» Quoted passage:
++++

Saw studies about a couple of different therapeutics.
Dexamethasone. Mixed results.
quote:
The sickest patients hospitalized with COVID-19 who received dexamethasone, the low-cost steroid, had a significantly lower incidence of death versus patients receiving usual care, preliminary results from the U.K.-based RECOVERY trial found.
Incidence of death was significantly lower for patients in the dexamethasone group who received mechanical ventilation versus those receiving usual care (29.3% vs 41.4%, RR 0.64, 95% CI 0.51-0.81) and those receiving supplemental oxygen without mechanical ventilation (23.3% vs 26.2%, RR 0.82, 95% CI 0.72-0.94), reported Martin Landray, PhD, of the University of Oxford, on behalf of the RECOVERY Collaborative Group, and colleagues.
However, there was no significant difference in the incidence of death between groups among those patients who did not receive respiratory support (17.8% vs 14.4%, RR 1.19, 95% CI 0.91-1.55), Landray's group wrote in the New England Journal of Medicine.
Overall mortality at 28 days was significantly lower in the dexamethasone group versus usual care (22.9% vs 25.7%, RR 0.83, 95% CI 0.75-0.93, P<0.001), the researchers noted.
These are not new results, with the U.K.-based Randomised Evaluation of COVID-19 Therapy (RECOVERY) investigators releasing topline interim results via press release on June 16. Back in June, the investigators said they would be submitting their data for peer review.
Commenting on June's topline results at a press conference for the International AIDS Society's COVID-19 conference last week, National Institute of Allergy and Infectious Diseases (NIAID) Director Anthony Fauci, MD, characterized the topline results as "quite impressive" for individuals on ventilators requiring oxygen.
"That is very important, because it goes along exactly with what we know about pathogenic mechanisms, mainly that early on, you really want to block the virus, but keep the immune system intact, and later on, when you have aberrant inflammation, you want to dampen it," he said.
Drug that calms ‘cytokine storm’ may reduce COVID-19 mortality
An observational study finds that patients on ventilators who received a drug that dampens excessive immune responses had a 45% lower risk of dying compared with controls.
Despite being twice as likely to develop secondary infections, patients who received a single dose of the immune suppressing drug appeared to have a better chance of survival, researchers at the University of Michigan discovered.

++++

(Natural-language descriptions of regions)
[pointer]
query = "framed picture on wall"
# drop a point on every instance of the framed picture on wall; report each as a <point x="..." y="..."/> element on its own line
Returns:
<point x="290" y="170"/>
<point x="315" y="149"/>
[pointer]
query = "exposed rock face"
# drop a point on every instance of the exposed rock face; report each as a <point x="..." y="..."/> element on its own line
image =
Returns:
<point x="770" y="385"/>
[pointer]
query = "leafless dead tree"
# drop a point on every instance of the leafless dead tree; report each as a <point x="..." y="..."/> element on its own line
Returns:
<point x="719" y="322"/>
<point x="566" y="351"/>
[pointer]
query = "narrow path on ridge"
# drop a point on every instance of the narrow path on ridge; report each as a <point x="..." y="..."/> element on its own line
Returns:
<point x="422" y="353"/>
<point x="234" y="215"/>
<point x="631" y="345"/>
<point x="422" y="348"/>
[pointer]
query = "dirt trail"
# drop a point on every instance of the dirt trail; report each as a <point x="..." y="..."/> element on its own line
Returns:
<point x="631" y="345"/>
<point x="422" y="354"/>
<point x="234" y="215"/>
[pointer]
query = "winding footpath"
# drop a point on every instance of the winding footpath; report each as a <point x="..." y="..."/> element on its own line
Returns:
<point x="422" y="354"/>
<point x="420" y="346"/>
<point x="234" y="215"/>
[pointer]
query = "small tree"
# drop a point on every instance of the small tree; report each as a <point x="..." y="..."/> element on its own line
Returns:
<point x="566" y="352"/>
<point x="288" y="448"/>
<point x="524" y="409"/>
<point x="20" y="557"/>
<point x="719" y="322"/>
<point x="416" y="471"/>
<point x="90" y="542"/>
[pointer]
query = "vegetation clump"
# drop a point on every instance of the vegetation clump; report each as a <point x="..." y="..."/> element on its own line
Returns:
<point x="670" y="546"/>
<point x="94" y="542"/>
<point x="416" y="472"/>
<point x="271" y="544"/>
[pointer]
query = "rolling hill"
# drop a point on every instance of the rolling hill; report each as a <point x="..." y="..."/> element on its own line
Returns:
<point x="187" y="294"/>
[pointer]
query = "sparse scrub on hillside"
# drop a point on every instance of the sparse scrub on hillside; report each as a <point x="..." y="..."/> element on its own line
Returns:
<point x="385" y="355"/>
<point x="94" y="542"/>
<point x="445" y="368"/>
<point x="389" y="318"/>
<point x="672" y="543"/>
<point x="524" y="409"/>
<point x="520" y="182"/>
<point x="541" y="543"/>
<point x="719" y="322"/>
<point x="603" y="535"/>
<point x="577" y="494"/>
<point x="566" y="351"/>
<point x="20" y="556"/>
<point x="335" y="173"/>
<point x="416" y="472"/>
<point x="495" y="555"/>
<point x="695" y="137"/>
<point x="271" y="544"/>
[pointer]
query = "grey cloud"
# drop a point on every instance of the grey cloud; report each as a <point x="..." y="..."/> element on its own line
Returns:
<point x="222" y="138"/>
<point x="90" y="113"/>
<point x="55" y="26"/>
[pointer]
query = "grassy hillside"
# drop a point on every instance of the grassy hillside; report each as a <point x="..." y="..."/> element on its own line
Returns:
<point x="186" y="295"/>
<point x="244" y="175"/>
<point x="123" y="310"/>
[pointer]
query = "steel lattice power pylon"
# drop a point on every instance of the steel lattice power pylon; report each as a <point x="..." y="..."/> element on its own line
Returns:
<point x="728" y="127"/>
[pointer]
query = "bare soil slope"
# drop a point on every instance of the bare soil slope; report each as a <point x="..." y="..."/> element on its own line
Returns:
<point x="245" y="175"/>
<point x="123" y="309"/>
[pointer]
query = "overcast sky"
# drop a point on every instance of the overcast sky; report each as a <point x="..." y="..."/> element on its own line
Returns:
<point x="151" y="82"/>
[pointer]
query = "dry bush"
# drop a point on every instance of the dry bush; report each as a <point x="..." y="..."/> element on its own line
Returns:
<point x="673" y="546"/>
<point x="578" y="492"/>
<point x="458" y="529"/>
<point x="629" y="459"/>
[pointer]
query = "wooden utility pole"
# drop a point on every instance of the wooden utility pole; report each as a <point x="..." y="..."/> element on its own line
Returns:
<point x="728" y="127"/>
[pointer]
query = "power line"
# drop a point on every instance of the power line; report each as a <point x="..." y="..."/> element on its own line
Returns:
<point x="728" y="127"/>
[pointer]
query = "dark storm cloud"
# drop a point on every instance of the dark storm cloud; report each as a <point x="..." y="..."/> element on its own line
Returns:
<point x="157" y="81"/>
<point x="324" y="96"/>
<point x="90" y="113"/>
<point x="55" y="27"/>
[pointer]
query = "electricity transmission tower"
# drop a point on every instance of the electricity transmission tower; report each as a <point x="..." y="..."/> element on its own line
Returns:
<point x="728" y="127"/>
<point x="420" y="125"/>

++++

» Exercise description:
Answer from the text on COVID-19 therapeutics:
(a) What was overall mortality at 28 days in the dexamethasone group and in the usual-care group?
(b) On what date did the RECOVERY investigators release topline interim results by press release?
(c) How much lower was the risk of dying for ventilated patients who received the drug that dampens excessive immune responses, compared with controls?

» Solution to the problem:
(a) 22.9% in the dexamethasone group and 25.7% with usual care.
(b) June 16.
(c) 45% lower.